*Problem to work on*:
Put each line of the rows below into a Markdown table with the columns n and Line, numbering the lines and leaving out blank ones. Omit the picture.
══ Recorded data ══
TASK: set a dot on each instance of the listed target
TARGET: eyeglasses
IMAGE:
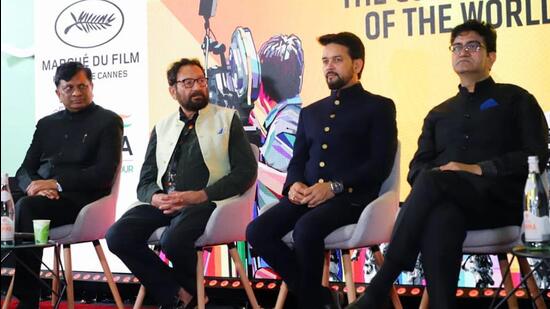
(190, 82)
(470, 47)
(69, 89)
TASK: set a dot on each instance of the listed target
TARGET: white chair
(90, 225)
(373, 228)
(498, 241)
(226, 225)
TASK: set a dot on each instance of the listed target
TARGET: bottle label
(8, 229)
(537, 229)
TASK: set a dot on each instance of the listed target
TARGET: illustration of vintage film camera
(234, 83)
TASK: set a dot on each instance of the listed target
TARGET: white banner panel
(110, 37)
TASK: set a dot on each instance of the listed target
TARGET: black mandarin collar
(349, 92)
(86, 111)
(480, 87)
(184, 118)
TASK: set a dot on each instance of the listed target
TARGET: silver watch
(336, 187)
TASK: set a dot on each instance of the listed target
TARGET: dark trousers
(59, 212)
(127, 238)
(433, 221)
(302, 266)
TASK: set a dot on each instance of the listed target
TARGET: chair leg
(69, 275)
(379, 260)
(55, 280)
(108, 274)
(200, 281)
(281, 297)
(508, 285)
(140, 297)
(244, 278)
(348, 270)
(525, 268)
(9, 294)
(425, 301)
(326, 269)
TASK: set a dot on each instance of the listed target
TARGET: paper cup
(41, 231)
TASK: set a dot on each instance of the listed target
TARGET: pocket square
(488, 104)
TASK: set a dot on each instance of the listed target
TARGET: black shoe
(192, 304)
(364, 302)
(177, 304)
(334, 302)
(28, 304)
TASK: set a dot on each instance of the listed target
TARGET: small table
(22, 242)
(543, 256)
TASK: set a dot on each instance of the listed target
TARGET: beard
(336, 83)
(195, 102)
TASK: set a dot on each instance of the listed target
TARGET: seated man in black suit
(344, 150)
(71, 162)
(468, 172)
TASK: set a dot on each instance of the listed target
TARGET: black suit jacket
(350, 136)
(80, 150)
(497, 127)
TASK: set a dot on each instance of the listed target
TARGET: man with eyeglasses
(70, 163)
(205, 148)
(468, 172)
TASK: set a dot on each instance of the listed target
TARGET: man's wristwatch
(336, 187)
(59, 188)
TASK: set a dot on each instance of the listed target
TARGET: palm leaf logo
(89, 22)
═══
*Response to the task*:
| n | Line |
|---|---|
| 1 | TASK: set a dot on each instance of the listed target |
| 2 | TARGET: eyeglasses |
| 3 | IMAGE: |
| 4 | (190, 82) |
| 5 | (470, 47) |
| 6 | (69, 89) |
| 7 | TASK: set a dot on each instance of the listed target |
| 8 | TARGET: white chair |
| 9 | (90, 225) |
| 10 | (373, 228) |
| 11 | (498, 241) |
| 12 | (226, 225) |
| 13 | TASK: set a dot on each instance of the listed target |
| 14 | TARGET: bottle label |
| 15 | (8, 229) |
| 16 | (537, 229) |
| 17 | TASK: set a dot on each instance of the listed target |
| 18 | TARGET: illustration of vintage film camera |
| 19 | (234, 83) |
| 20 | TASK: set a dot on each instance of the listed target |
| 21 | TARGET: white banner panel |
| 22 | (110, 37) |
| 23 | TASK: set a dot on each instance of the listed target |
| 24 | TARGET: black mandarin collar |
| 25 | (349, 92) |
| 26 | (86, 111) |
| 27 | (480, 87) |
| 28 | (184, 118) |
| 29 | TASK: set a dot on each instance of the listed target |
| 30 | TARGET: silver watch |
| 31 | (336, 187) |
| 32 | TASK: set a dot on each instance of the listed target |
| 33 | TARGET: dark trousers |
| 34 | (59, 212) |
| 35 | (127, 238) |
| 36 | (433, 221) |
| 37 | (302, 266) |
| 38 | TASK: set a dot on each instance of the listed target |
| 39 | TARGET: chair leg |
| 40 | (69, 275) |
| 41 | (379, 260) |
| 42 | (55, 280) |
| 43 | (108, 274) |
| 44 | (200, 281) |
| 45 | (281, 297) |
| 46 | (508, 285) |
| 47 | (140, 297) |
| 48 | (244, 278) |
| 49 | (348, 270) |
| 50 | (525, 268) |
| 51 | (9, 294) |
| 52 | (425, 301) |
| 53 | (326, 269) |
| 54 | TASK: set a dot on each instance of the listed target |
| 55 | TARGET: paper cup |
| 56 | (41, 231) |
| 57 | TASK: set a dot on each instance of the listed target |
| 58 | TARGET: pocket square |
| 59 | (488, 104) |
| 60 | TASK: set a dot on each instance of the listed target |
| 61 | TARGET: black shoe |
| 62 | (192, 304) |
| 63 | (364, 302) |
| 64 | (177, 304) |
| 65 | (334, 302) |
| 66 | (28, 304) |
| 67 | TASK: set a dot on each instance of the listed target |
| 68 | TARGET: small table |
| 69 | (22, 242) |
| 70 | (543, 256) |
| 71 | TASK: set a dot on each instance of the listed target |
| 72 | TARGET: beard |
| 73 | (336, 83) |
| 74 | (195, 102) |
| 75 | TASK: set a dot on each instance of the listed target |
| 76 | TARGET: seated man in black suit |
| 77 | (344, 150) |
| 78 | (71, 162) |
| 79 | (468, 172) |
| 80 | TASK: set a dot on each instance of the listed target |
| 81 | TARGET: black suit jacket |
| 82 | (350, 136) |
| 83 | (80, 150) |
| 84 | (497, 127) |
| 85 | TASK: set a dot on each instance of the listed target |
| 86 | TARGET: man with eyeglasses |
| 87 | (70, 163) |
| 88 | (205, 148) |
| 89 | (468, 172) |
| 90 | TASK: set a dot on each instance of the listed target |
| 91 | TARGET: man's wristwatch |
| 92 | (336, 187) |
| 93 | (59, 188) |
| 94 | TASK: set a dot on each instance of the listed target |
| 95 | TARGET: palm leaf logo |
| 96 | (89, 22) |